== SHORT EXERCISE ==
Please carry on the commentary below on non-call risks for perpetual bonds, not the records, starting after its final sentence.

Looking beyond economics as a driver of non-call risks

See also: Republican sweep likely means faster US growth, but also higher debt and stronger US dollar: Schroders

While economics (it is more expensive to issue a replacement perpetual) is most likely a necessary condition leading issuers to miss the first call, there are other factors at play in determining if an issuer will do so.

The need (or lack of need) to include perpetuals as part of the capital structure would be a major driver. For example, GENSSP 5.125%-PERP was called in 2017 most likely because Genting Singapore had excess cash — it has not issued a replacement perpetual since. For more recent examples, First Real Estate Investment Trust offered holders to tender their perpetuals, citing the need to optimise its debt capital structure (albeit opportunistic given the tender price at 70% of principal which is 30% below par). We also observed the redemption of WINGTA 4.08%- PERP even though there was no step-up on the first call date, likely because Wing Tai Holdings was in a net cash position.

Issuers will also need to consider reputational impact. We believe this was the main driver resulting in the calls being exercised for SWIBSP 9.75%-PERP and EZRASP 8.75%-PERP, even though both issuers subsequently went into debt restructuring. After all, reputation can be easily lost but takes years to build.

== RECORDS SHOWN ==
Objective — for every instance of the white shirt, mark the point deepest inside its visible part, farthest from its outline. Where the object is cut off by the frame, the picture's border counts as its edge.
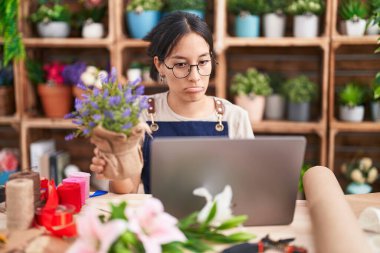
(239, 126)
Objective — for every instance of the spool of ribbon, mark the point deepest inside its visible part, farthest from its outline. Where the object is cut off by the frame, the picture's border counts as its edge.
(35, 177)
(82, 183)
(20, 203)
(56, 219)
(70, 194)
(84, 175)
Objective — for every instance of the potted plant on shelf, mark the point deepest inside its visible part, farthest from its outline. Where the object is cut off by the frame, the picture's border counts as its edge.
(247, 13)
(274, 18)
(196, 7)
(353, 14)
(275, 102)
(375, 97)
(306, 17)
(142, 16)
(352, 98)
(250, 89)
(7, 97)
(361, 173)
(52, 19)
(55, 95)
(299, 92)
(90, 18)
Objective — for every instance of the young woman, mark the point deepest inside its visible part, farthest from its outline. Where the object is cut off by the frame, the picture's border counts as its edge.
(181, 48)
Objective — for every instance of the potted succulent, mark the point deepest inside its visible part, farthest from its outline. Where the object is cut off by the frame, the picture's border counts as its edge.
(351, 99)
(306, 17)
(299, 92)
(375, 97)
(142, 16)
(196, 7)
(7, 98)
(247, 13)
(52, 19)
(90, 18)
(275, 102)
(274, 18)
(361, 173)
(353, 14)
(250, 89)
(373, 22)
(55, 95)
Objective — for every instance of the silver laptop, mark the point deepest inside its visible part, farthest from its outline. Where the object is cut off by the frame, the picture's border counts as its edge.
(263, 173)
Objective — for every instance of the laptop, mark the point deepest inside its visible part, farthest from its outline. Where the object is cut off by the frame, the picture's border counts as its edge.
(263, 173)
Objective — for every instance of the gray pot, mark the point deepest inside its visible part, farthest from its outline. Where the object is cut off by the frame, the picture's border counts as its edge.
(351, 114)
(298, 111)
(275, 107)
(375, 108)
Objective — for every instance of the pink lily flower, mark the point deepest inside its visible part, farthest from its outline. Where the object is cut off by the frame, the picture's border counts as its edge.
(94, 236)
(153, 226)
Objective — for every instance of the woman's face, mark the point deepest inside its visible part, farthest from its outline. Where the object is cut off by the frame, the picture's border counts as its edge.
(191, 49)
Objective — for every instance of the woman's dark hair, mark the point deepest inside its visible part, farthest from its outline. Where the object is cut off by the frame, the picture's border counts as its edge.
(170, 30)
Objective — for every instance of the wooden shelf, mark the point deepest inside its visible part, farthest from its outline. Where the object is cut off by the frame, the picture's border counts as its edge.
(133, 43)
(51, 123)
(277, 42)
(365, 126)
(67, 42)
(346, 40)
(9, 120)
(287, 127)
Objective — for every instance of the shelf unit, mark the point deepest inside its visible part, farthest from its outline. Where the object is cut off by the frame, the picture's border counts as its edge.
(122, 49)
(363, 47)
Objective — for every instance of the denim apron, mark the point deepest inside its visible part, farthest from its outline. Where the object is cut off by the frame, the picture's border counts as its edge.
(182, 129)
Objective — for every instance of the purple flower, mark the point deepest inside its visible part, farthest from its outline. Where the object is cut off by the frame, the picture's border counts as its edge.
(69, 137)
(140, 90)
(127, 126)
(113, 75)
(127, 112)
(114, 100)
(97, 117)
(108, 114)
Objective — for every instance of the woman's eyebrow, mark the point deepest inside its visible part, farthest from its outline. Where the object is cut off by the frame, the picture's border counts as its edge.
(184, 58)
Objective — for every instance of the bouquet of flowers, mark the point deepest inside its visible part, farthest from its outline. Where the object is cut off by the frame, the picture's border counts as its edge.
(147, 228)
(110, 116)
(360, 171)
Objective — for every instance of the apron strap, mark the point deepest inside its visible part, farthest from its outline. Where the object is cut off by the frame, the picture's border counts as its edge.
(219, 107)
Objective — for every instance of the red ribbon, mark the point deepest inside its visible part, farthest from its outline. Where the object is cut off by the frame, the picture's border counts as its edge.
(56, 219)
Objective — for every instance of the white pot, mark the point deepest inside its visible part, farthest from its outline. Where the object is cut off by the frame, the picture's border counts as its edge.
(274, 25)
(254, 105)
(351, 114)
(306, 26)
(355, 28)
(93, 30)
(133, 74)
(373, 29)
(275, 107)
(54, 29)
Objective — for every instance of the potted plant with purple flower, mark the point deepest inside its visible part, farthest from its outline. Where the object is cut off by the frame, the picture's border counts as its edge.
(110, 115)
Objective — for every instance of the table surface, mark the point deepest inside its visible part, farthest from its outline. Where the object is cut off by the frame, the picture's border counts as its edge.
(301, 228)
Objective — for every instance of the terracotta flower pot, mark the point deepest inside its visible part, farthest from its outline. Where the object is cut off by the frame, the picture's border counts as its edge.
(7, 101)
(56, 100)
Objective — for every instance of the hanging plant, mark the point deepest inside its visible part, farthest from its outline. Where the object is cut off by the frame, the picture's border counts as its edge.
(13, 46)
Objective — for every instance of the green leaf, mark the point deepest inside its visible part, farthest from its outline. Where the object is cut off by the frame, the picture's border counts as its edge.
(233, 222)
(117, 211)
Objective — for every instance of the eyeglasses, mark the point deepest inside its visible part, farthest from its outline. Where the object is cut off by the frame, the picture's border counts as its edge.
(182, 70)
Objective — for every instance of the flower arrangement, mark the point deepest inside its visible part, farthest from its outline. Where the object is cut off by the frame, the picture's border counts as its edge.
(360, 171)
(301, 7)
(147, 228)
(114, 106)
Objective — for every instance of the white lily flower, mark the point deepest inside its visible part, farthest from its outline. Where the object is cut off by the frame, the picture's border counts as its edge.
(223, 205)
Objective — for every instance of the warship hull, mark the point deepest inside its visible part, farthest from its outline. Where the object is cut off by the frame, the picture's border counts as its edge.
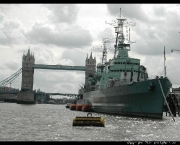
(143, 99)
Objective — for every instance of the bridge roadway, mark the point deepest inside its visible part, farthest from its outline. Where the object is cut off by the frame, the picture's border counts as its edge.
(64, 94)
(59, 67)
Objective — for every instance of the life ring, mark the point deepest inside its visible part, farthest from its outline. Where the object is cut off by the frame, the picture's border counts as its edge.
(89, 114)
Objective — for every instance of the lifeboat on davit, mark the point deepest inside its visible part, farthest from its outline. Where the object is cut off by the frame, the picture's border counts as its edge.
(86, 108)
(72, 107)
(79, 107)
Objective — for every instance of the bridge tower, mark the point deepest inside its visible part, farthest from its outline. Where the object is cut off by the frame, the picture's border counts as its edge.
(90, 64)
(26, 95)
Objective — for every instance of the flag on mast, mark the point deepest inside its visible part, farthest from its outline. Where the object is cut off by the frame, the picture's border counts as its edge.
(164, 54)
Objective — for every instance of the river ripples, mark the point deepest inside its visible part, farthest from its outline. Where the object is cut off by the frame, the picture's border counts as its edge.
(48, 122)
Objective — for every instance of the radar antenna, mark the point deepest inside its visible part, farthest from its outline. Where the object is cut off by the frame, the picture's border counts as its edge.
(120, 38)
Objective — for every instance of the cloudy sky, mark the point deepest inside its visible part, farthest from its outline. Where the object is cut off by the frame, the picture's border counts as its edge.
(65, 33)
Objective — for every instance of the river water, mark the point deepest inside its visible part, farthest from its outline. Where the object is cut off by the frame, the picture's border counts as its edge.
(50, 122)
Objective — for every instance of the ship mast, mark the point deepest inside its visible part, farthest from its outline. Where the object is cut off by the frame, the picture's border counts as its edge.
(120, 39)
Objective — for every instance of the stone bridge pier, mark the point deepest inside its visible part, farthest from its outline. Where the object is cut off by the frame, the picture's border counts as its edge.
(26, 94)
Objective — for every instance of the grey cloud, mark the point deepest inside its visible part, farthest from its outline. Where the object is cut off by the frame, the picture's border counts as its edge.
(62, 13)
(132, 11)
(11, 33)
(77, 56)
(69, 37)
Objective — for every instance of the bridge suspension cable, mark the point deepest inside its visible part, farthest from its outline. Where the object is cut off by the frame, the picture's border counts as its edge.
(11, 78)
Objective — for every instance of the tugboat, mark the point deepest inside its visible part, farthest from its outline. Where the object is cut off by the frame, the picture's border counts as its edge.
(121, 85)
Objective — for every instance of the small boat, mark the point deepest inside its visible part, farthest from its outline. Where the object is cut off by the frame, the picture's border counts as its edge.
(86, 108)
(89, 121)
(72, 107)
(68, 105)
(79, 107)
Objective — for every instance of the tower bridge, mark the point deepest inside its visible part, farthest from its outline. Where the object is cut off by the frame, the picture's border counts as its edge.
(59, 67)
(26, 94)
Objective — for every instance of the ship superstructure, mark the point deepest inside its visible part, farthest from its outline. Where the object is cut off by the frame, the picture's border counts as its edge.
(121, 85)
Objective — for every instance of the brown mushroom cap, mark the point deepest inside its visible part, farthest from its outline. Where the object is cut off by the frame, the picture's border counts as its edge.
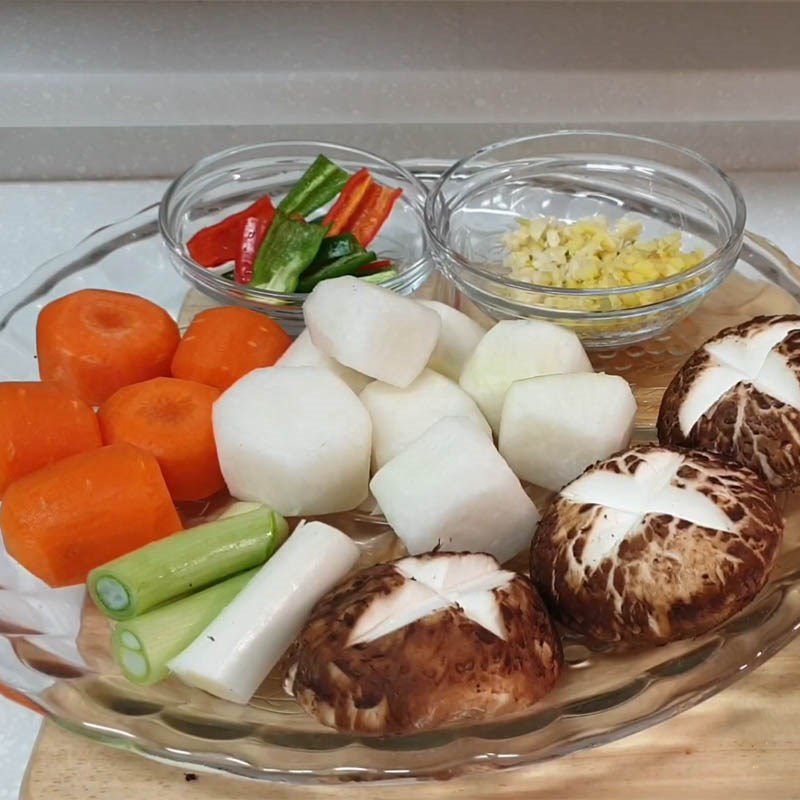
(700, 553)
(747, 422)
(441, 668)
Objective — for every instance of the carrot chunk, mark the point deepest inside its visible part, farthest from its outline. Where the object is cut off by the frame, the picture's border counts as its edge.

== REPLY TO THE TASK ==
See also: US bond market halts brutal run as buyers pounce on 4.5% yields

As such, despite no strong economic incentives for issuers to exercise the call, we believe a few of the corporate perpetuals (though not all) facing first call by 2023 will likely be redeemed. That said, even if the decision of the call at the first call date is driven solely by economics, it is not a one-off decision for issuers to exercise the call; beyond the first call date, it is more akin to a binomial decision where issuers have the option on when the call should be exercised.

Therefore, even if the perpetuals were not exercised at first call, there could be sufficient economic incentives that will drive the eventual call of the perpetual and it will be useful to think with reference to yield to eventual call.

Opportunities remain, but be prepared to hold

Despite rising rates and widening spreads, we think investors may not need to shun perpetuals as yields have risen significantly. We see potential upside for several perpetuals where rewards may outweigh the risks (specific recommendations are published in OCBC Monthly Credit View). That said, given the precedence and recent trend of non-call (with the latest being STHSP 3.95%-PERP), holders should be ready to hold perpetuals in the portfolio indefinitely.

Diamonds are forever, perpetuals may be likewise.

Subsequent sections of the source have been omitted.